— BEGIN Entries provided —
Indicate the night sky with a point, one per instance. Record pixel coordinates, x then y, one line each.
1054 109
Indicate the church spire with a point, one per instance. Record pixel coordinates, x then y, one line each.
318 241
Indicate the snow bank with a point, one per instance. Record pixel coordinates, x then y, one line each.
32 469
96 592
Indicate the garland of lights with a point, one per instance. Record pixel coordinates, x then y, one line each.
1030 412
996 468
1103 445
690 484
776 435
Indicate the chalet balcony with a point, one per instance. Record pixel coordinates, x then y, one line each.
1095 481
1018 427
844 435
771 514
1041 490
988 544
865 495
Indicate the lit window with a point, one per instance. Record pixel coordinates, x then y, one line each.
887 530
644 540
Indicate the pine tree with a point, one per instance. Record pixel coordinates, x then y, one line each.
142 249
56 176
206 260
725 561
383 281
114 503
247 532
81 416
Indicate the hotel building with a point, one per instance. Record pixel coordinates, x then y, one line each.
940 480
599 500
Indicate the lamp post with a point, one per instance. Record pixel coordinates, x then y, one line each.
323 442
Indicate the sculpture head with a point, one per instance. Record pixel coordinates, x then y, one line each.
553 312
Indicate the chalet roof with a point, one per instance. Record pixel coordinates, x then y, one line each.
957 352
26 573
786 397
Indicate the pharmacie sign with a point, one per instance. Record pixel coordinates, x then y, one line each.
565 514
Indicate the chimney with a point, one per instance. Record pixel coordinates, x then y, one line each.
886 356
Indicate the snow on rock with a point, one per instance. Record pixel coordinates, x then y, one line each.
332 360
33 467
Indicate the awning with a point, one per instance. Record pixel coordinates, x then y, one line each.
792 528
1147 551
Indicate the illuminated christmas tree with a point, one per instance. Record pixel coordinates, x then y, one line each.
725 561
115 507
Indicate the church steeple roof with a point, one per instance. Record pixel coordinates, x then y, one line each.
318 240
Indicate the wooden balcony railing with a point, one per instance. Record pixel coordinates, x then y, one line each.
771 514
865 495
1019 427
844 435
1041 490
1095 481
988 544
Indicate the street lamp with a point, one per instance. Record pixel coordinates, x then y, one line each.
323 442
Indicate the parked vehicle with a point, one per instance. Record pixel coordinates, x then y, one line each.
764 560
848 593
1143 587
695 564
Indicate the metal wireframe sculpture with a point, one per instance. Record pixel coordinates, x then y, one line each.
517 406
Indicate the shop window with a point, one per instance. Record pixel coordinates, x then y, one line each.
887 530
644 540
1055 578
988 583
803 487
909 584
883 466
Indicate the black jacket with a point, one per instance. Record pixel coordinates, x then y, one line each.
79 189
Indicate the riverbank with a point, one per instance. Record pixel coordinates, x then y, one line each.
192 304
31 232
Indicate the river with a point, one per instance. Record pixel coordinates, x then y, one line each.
— END Entries provided —
— BEGIN Entries provided —
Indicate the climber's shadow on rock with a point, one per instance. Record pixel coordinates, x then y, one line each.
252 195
— END Entries provided —
Copy out the material from the line with "Indicate the snow on" to the line with "Indicate the river with", changing every "pixel coordinates" to "image coordinates" and leaving everything else untouched.

Indicate the snow on rock with a point, one per instance. Record image coordinates, x then y, one line each.
332 360
33 467
Indicate the awning with a point, one per instance. Record image coordinates, x then y, one line each.
792 528
1147 551
Indicate the illuminated christmas tree with a point, one per instance. Record image coordinates, x then y, one line each.
725 561
115 507
Indicate the church steeple roof with a point, one per instance. Record image coordinates, x then y, one line each.
318 240
Indicate the wooden balcony railing with a point, one per instance. Record image coordinates, x then y, one line each.
771 514
865 495
1019 427
844 435
1041 490
1095 481
988 544
Indicate the street lamp with a point, one per instance. Record image coordinates, x then y, one line each.
323 442
Indicate the parked vehicle with a point, one per instance. Record image coordinates, x then y, one line each.
764 560
848 593
1143 587
695 564
Indicate the metal wireframe sculpture with a point, one per instance. Record image coordinates, x then y, one line each.
517 406
Indicate the shop window with a point, one per instance. Record image coordinates, x then y, one line each.
887 530
644 540
1055 578
988 583
803 487
909 584
883 466
Indicate the black jacket with a point, one per instance. Record image coordinates, x then y, one line each.
79 189
Indicate the riverbank with a point, one per instance. Record image coordinates, x then y, one line each.
192 304
31 232
Indicate the river with a point, one per instance. Record image coordinates, x then y, one line each.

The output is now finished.